=== Kaynak ===
7 Eylül 2011 Çarşamba

KADINLARA KIYMAYIN EFENDİLER.. ONLAR DA, MUTLU YAŞAYABİLSİN..




Hemen hergün neredeyse, bir kadın cinayeti, şiddete maruz kalan bir kadın haberi yer alıyor yayın organlarında.. Gün geçmiyor ki, kurtulunmak istenen bir "eski kocanın" vahşetini, cinayetini duymayalım.. Bu eski kocalar bırakılmayı, terkedilmeyi bir türlü hazmedemeyip, çareyi kadınları dövmekte, öldürmekte buluyor..
O nedenle de, benim "Katil Kocalar" diye isimlendirdiğim yeni bir tür ortaya çıktı. Bu cinayetler o kadar çok arttı ki, doğrusu sebebini merak edip biraz düşündüm.. Çünkü bu kocalar, bu kadınlar ve bu evlilikler hep vardı.. Ama kocalar kadınları yol ortalarında herkesin gözü önünde delik deşik edip öldürmüyordu..
Peki neden? Ne olmuştu da, özellikle son yıllarda kadın cinayetleri bu kadar çok artmıştı?..

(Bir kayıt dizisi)
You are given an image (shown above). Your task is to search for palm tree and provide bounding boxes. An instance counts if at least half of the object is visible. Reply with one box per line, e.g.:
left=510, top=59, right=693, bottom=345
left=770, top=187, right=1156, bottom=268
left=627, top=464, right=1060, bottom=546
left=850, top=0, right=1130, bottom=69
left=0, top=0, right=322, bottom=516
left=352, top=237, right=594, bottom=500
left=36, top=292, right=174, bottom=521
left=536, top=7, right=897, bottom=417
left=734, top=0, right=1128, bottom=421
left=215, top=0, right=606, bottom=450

=== Yapılacak Çalışmalar ===
• A. Kadın cinayetleri hakkındaki yazıya göre aşağıdaki soruları yanıtlayın:
(i) Eski kocaların bir türlü hazmedemediği şey nedir?
(ii) Yazar ortaya çıkan yeni türe hangi adı veriyor?
(iii) Yazı hangi tarihi taşıyor?
• B. Kadın cinayetleri hakkındaki yazıyı iki cümleyle özetleyin.
• C. Kadın cinayetleri hakkındaki yazının devamını, metnin bittiği yerden itibaren yazın.

=== Görev Yanıtları ===
• A.
(i) Bırakılmayı, terk edilmeyi.
(ii) "Katil Kocalar".
(iii) 7 Eylül 2011 Çarşamba.

• B. Yayın organlarında neredeyse her gün bir kadın cinayeti ya da şiddet haberi yer alıyor; bırakılmayı hazmedemeyen eski kocalar çareyi kadınları dövmekte, öldürmekte buluyor. Yazar bu kişilere "Katil Kocalar" adını veriyor ve kadın cinayetlerinin özellikle son yıllarda neden bu kadar arttığını soruyor.

• C.
Şöyle bir sonuca vardım.. Dinleyin bakın.. Bizim bir önceki kuşağımız yani annelerimiz, evlilikleri boyunca karşılaştıkları her tür sıkıntıya, üzüntüye, mutsuzluğa göğüs gerdiler.. Kocaları onları aldattı, ses çıkartmadılar. Belki aç bıraktı, ses çıkartmadılar.. Şiddet gördüler, dövüldüler, horlandılar yine ses çıkartmadılar.
Bu onların kişiliksiz ya da, zavallı olmalarından kaynaklanmıyordu. Onlarında kendilerine göre sebepleri vardı.. Bir kere aile yapıları evliliklerini bitirmelerine engeldi. Boşanıp baba evine geri dönemezlerdi. Çünkü babaları onlara şöyle demişti:
"Bu evden ya gelinliğinle çıkarsın, ya da, kefeninle".. Yani baba o kadını evine bir kere daha kabul etmezdi. Çok önemli bir gerekçe daha vardı. Ne yazık ki, okutulup bir meslek sahibi yapılmayan, ekonomik bağımsızlığı olmayan, kendi ayakları üzerinde duramayan kadınlar ne kadar mutsuz olsalar da, kocalarına muhtaçtı. Onlara verilen terbiyede, erkeklerin eşlerine bakma görevi olduğu öğretilmişti.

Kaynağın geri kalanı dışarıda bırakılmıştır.